SHORT EXERCISE
Copy the records below word for word, leaving out the pictures.

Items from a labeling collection
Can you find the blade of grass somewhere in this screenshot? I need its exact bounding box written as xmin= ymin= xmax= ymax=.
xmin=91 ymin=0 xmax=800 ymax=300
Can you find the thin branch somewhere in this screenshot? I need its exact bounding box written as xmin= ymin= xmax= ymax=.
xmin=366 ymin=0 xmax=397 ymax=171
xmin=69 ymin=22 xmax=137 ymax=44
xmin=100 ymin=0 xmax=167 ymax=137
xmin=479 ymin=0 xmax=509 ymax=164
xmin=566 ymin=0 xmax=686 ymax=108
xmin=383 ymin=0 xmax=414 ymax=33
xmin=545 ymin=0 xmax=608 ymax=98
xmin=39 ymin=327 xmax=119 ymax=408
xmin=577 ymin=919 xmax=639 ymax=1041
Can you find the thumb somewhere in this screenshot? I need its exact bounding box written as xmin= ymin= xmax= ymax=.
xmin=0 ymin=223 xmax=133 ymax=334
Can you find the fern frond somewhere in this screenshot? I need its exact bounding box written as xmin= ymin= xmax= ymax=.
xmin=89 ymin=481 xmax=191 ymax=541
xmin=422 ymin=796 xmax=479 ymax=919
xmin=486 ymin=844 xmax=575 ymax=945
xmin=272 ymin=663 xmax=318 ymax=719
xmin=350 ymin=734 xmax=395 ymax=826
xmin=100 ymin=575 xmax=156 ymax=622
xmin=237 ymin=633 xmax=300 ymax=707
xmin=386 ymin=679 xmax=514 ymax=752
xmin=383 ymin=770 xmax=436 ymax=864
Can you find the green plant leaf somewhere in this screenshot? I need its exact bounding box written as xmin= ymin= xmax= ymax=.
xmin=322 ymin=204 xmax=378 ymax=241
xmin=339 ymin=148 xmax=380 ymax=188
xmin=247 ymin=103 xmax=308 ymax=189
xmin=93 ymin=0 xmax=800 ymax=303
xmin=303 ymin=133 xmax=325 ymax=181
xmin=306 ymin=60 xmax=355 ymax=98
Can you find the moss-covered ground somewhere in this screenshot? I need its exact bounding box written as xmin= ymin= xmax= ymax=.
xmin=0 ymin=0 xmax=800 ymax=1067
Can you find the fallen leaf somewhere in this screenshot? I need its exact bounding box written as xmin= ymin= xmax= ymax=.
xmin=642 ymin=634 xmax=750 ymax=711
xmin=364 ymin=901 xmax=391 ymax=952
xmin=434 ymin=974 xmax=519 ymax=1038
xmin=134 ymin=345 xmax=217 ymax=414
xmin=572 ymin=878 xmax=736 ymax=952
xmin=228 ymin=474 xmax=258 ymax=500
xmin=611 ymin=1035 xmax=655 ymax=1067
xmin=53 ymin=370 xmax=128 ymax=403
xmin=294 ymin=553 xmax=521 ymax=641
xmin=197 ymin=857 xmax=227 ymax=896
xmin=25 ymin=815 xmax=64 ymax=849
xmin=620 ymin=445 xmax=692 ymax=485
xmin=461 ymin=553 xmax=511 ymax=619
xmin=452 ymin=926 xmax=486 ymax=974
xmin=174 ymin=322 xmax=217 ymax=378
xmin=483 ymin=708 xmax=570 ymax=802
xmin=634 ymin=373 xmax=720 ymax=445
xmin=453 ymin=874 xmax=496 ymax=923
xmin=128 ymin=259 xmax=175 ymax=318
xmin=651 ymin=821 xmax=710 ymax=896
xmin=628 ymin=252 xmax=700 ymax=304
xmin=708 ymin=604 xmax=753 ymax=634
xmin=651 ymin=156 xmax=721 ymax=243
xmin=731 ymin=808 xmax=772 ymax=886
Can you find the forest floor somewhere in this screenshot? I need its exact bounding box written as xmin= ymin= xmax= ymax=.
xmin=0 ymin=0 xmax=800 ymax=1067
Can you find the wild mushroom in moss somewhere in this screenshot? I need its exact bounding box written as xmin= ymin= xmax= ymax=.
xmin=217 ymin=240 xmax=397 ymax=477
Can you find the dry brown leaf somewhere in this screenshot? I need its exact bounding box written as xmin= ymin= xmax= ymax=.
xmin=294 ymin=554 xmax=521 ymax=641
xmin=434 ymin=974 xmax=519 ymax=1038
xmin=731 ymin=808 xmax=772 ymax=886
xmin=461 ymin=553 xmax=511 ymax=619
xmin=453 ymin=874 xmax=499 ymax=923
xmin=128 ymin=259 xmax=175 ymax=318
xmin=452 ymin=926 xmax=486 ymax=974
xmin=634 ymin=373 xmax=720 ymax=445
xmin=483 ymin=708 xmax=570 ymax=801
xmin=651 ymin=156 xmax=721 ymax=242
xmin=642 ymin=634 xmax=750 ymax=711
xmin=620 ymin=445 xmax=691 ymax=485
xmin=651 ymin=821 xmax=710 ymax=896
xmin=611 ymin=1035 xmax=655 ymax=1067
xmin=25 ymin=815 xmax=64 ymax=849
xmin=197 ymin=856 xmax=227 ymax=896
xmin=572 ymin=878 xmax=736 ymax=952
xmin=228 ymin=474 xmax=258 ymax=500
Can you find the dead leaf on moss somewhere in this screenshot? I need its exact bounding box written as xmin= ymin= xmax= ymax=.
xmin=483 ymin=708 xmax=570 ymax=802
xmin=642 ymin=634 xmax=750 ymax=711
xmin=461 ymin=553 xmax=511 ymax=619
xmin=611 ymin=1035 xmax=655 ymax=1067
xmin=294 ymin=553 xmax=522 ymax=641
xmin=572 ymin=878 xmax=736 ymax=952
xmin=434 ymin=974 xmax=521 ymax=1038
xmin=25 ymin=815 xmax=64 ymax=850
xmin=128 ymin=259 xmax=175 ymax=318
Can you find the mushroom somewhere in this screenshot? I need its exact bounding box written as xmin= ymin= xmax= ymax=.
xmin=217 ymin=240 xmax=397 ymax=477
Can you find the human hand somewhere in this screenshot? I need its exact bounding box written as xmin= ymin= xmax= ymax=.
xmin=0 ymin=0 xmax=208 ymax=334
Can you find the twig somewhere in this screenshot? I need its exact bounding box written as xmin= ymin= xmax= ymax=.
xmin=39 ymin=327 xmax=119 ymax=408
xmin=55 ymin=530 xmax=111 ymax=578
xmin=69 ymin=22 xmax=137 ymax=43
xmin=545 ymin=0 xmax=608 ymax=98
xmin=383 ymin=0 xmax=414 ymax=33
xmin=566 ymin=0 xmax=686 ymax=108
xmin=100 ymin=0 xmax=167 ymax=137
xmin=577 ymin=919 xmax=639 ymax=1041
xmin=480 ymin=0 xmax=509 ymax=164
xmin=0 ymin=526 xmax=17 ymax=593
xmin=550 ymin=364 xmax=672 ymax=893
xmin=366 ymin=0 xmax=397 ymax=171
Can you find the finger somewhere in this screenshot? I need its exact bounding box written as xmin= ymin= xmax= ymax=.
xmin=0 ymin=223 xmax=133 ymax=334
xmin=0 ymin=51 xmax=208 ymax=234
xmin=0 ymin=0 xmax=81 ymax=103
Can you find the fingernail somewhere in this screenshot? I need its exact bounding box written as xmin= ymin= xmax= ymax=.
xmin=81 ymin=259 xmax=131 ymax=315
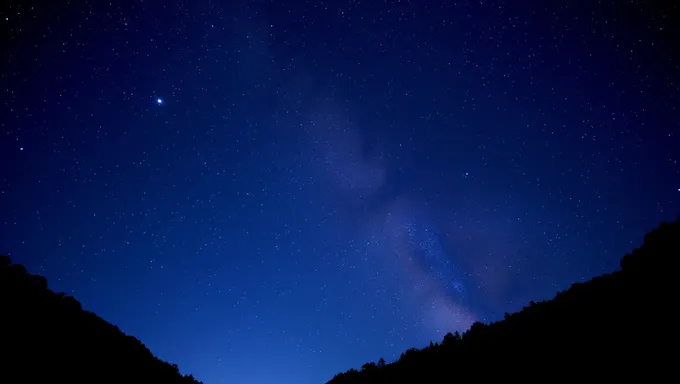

IN RESPONSE
Can you find the blade of grass somewhere in this screenshot? I need its exact bounding box written as xmin= ymin= xmax= ymax=.
xmin=91 ymin=0 xmax=800 ymax=300
Can you find the thin branch somewhere in this screenshot? I need its exact bounding box written as xmin= ymin= xmax= ymax=.
xmin=366 ymin=0 xmax=397 ymax=171
xmin=69 ymin=22 xmax=137 ymax=44
xmin=100 ymin=0 xmax=167 ymax=137
xmin=479 ymin=0 xmax=509 ymax=164
xmin=566 ymin=0 xmax=686 ymax=108
xmin=383 ymin=0 xmax=414 ymax=33
xmin=545 ymin=0 xmax=608 ymax=98
xmin=39 ymin=327 xmax=119 ymax=408
xmin=577 ymin=919 xmax=639 ymax=1041
Can you find the thumb somewhere in this screenshot? I need its exact bounding box written as xmin= ymin= xmax= ymax=.
xmin=0 ymin=223 xmax=133 ymax=334
Can you find the fern frond somewhere in this screenshot? I need its exact bounding box written as xmin= ymin= xmax= ymax=.
xmin=89 ymin=481 xmax=191 ymax=541
xmin=422 ymin=796 xmax=479 ymax=919
xmin=486 ymin=844 xmax=575 ymax=945
xmin=272 ymin=663 xmax=318 ymax=719
xmin=350 ymin=734 xmax=395 ymax=826
xmin=100 ymin=575 xmax=156 ymax=622
xmin=237 ymin=633 xmax=300 ymax=707
xmin=386 ymin=679 xmax=514 ymax=752
xmin=383 ymin=770 xmax=436 ymax=864
Can you find the green plant leaf somewhere in this screenshot? I need its exact bounding box written as xmin= ymin= xmax= ymax=.
xmin=322 ymin=204 xmax=378 ymax=241
xmin=339 ymin=148 xmax=380 ymax=188
xmin=247 ymin=103 xmax=308 ymax=189
xmin=93 ymin=0 xmax=800 ymax=303
xmin=303 ymin=133 xmax=325 ymax=181
xmin=306 ymin=60 xmax=355 ymax=98
Can you find the moss-covered ground somewhere in this screenshot? I need its exact bounding box written as xmin= ymin= xmax= ymax=.
xmin=0 ymin=0 xmax=800 ymax=1067
Can you find the fallen leaf somewhere in this screenshot? I need its exact bounding box written as xmin= ymin= xmax= ymax=.
xmin=642 ymin=634 xmax=750 ymax=711
xmin=364 ymin=901 xmax=391 ymax=952
xmin=434 ymin=974 xmax=519 ymax=1038
xmin=134 ymin=345 xmax=217 ymax=414
xmin=572 ymin=878 xmax=736 ymax=952
xmin=228 ymin=474 xmax=258 ymax=500
xmin=611 ymin=1035 xmax=655 ymax=1067
xmin=53 ymin=370 xmax=128 ymax=403
xmin=294 ymin=553 xmax=521 ymax=641
xmin=197 ymin=857 xmax=227 ymax=896
xmin=25 ymin=815 xmax=64 ymax=849
xmin=620 ymin=445 xmax=692 ymax=485
xmin=461 ymin=553 xmax=511 ymax=619
xmin=452 ymin=926 xmax=486 ymax=974
xmin=174 ymin=322 xmax=217 ymax=378
xmin=483 ymin=708 xmax=570 ymax=802
xmin=634 ymin=373 xmax=720 ymax=445
xmin=453 ymin=874 xmax=496 ymax=923
xmin=128 ymin=259 xmax=175 ymax=318
xmin=651 ymin=821 xmax=710 ymax=896
xmin=628 ymin=252 xmax=700 ymax=304
xmin=708 ymin=604 xmax=753 ymax=634
xmin=651 ymin=156 xmax=721 ymax=243
xmin=731 ymin=808 xmax=772 ymax=886
Can you find the forest floor somewhere in this screenshot? I need its exact bounding box written as xmin= ymin= xmax= ymax=.
xmin=0 ymin=0 xmax=800 ymax=1067
Can you find the wild mushroom in moss somewhere in this screenshot? I need its exact bounding box written as xmin= ymin= xmax= ymax=.
xmin=217 ymin=240 xmax=397 ymax=477
Can you find the dry brown leaf somewhere in this screenshot? I need its exact bounding box written as xmin= ymin= xmax= ymax=.
xmin=294 ymin=554 xmax=521 ymax=641
xmin=434 ymin=974 xmax=519 ymax=1038
xmin=731 ymin=808 xmax=772 ymax=886
xmin=461 ymin=553 xmax=511 ymax=619
xmin=453 ymin=874 xmax=499 ymax=923
xmin=128 ymin=259 xmax=175 ymax=318
xmin=452 ymin=926 xmax=486 ymax=974
xmin=634 ymin=373 xmax=720 ymax=445
xmin=483 ymin=708 xmax=570 ymax=801
xmin=651 ymin=156 xmax=721 ymax=242
xmin=642 ymin=634 xmax=750 ymax=711
xmin=620 ymin=445 xmax=691 ymax=485
xmin=651 ymin=821 xmax=710 ymax=896
xmin=611 ymin=1035 xmax=655 ymax=1067
xmin=25 ymin=815 xmax=64 ymax=849
xmin=197 ymin=856 xmax=227 ymax=896
xmin=572 ymin=878 xmax=736 ymax=952
xmin=228 ymin=474 xmax=258 ymax=500
Can you find the dead leaf on moss somewhere in this screenshot? I need its exact bounding box written as xmin= ymin= xmax= ymax=.
xmin=483 ymin=708 xmax=570 ymax=802
xmin=642 ymin=634 xmax=750 ymax=711
xmin=461 ymin=553 xmax=511 ymax=619
xmin=611 ymin=1035 xmax=655 ymax=1067
xmin=294 ymin=553 xmax=522 ymax=641
xmin=572 ymin=878 xmax=736 ymax=952
xmin=434 ymin=974 xmax=521 ymax=1038
xmin=25 ymin=815 xmax=64 ymax=850
xmin=128 ymin=259 xmax=175 ymax=318
Can you find the mushroom somewhere in this screenshot? I need its exact bounding box written as xmin= ymin= xmax= ymax=.
xmin=217 ymin=240 xmax=397 ymax=477
Can you find the human hand somewhere in this screenshot? I need its exact bounding box written as xmin= ymin= xmax= ymax=.
xmin=0 ymin=0 xmax=208 ymax=334
Can you find the twig somewhere in this screenshot? I need its exact bounding box written as xmin= ymin= xmax= ymax=.
xmin=39 ymin=327 xmax=119 ymax=408
xmin=55 ymin=530 xmax=111 ymax=578
xmin=69 ymin=22 xmax=137 ymax=43
xmin=545 ymin=0 xmax=608 ymax=98
xmin=383 ymin=0 xmax=414 ymax=33
xmin=566 ymin=0 xmax=686 ymax=108
xmin=100 ymin=0 xmax=167 ymax=137
xmin=577 ymin=919 xmax=639 ymax=1041
xmin=480 ymin=0 xmax=509 ymax=164
xmin=0 ymin=526 xmax=17 ymax=593
xmin=550 ymin=364 xmax=672 ymax=893
xmin=366 ymin=0 xmax=397 ymax=171
Can you find the finger somewhere in this screenshot? I need its exact bounding box written as xmin= ymin= xmax= ymax=.
xmin=0 ymin=223 xmax=133 ymax=334
xmin=0 ymin=51 xmax=208 ymax=234
xmin=0 ymin=0 xmax=81 ymax=103
Can you find the fingernail somewhere in this screenshot? I need its exact bounding box written as xmin= ymin= xmax= ymax=.
xmin=81 ymin=259 xmax=131 ymax=315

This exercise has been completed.